PROVIDED TEXT
-=-=-=-=-
# Subtropical attempt at Bermuda renovation



## Stephan (1 mo ago)

1/4 acre duplex in Brownsville TX, started with a lumpy sod install of 50% St. Augustine, 25% common Bermuda, and 25% crabgrass. 














Didn't keep good records but did rudimentary leveling, fertilizing, and overseeding with whatever Bermuda it is Lowe's sells. Hit the crab and Aug with quinclorac; by the end of the hot season it was more like 65% Bermuda with a lot of bare spots. Removed tons of dead St. Aug debris. I'm pretty far from caring about the various strains not matching.









Overseeded ARG for the winter, still not sure if that was a great idea but birds ate most of it anyway. At least it's keeping a couple large bare patches from becoming mud pits.









Haven't done much since the cold snap but the Bermuda is still putting out seed heads/runners; the ARG looks awful but better than dirt I suppose. Still have some stubborn crabgrass patches. 

Rough plan is aggressive pre emergent (crab is a real plague here, plus it's exacerbating the lumpiness) and landscaping till it gets hot, then encourage a full Bermuda takeover. Might have enough healthy bits to to some plug transplanting, or do a more properly watered overseed.


----------
-=-=-=-=-
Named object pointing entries
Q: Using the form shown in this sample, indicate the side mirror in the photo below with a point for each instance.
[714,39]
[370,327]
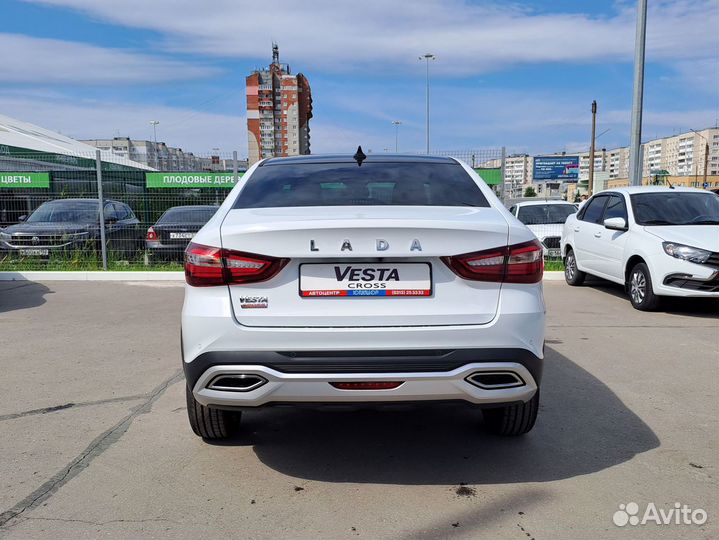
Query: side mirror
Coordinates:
[616,224]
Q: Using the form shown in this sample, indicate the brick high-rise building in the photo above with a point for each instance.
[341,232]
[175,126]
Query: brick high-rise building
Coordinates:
[279,108]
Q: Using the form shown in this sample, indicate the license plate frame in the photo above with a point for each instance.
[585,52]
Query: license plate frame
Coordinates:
[389,291]
[34,252]
[182,235]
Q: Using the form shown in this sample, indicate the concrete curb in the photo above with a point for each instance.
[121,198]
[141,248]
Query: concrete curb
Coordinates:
[554,276]
[40,275]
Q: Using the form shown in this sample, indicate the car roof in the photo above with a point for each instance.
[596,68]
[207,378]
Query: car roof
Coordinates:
[348,158]
[81,200]
[193,207]
[536,203]
[653,189]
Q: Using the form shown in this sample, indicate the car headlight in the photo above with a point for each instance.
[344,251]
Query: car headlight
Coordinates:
[686,253]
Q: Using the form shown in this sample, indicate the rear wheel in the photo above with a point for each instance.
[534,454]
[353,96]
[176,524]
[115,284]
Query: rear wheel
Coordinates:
[640,288]
[573,275]
[210,423]
[512,420]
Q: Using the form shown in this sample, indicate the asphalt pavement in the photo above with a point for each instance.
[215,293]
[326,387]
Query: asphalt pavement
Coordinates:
[95,442]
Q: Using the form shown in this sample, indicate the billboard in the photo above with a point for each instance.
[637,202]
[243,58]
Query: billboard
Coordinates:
[190,179]
[564,168]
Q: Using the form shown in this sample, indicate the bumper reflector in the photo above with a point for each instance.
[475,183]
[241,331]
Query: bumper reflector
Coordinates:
[381,385]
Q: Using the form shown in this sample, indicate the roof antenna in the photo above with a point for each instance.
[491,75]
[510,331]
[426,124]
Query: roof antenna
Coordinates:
[359,156]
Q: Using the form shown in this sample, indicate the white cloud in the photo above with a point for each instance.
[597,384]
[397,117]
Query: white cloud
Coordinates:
[191,130]
[376,35]
[53,61]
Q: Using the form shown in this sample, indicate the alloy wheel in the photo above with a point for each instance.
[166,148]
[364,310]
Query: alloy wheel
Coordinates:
[638,287]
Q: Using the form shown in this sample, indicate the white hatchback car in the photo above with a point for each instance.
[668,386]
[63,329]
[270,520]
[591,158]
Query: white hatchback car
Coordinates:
[656,241]
[366,280]
[546,220]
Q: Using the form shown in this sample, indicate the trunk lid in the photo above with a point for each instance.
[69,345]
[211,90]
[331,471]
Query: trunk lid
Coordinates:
[345,236]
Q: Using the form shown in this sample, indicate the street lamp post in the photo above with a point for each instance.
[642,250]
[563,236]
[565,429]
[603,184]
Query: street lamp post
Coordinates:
[591,148]
[427,57]
[154,123]
[396,123]
[635,142]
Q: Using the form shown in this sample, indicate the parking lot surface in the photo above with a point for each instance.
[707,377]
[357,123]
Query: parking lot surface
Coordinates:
[95,440]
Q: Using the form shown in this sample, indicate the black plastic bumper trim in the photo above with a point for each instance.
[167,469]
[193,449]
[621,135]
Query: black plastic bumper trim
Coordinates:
[407,361]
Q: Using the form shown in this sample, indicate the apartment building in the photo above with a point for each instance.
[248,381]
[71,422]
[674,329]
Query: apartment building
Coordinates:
[518,169]
[156,155]
[683,154]
[279,108]
[679,155]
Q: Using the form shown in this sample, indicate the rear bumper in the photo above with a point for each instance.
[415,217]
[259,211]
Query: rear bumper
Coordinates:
-=-=-=-=-
EXERCISE 1
In the lawn renovation thread, what product was used against the crabgrass and St. Augustine?
EXERCISE 2
From the records, pull out every line that contains the word "plate". Case counts.

COMPLETE OUTPUT 1
Quinclorac.

COMPLETE OUTPUT 2
Q: Using the form shown in this sample, indicate the license plate frame in the photo above with a point for each instance.
Query: license plate frame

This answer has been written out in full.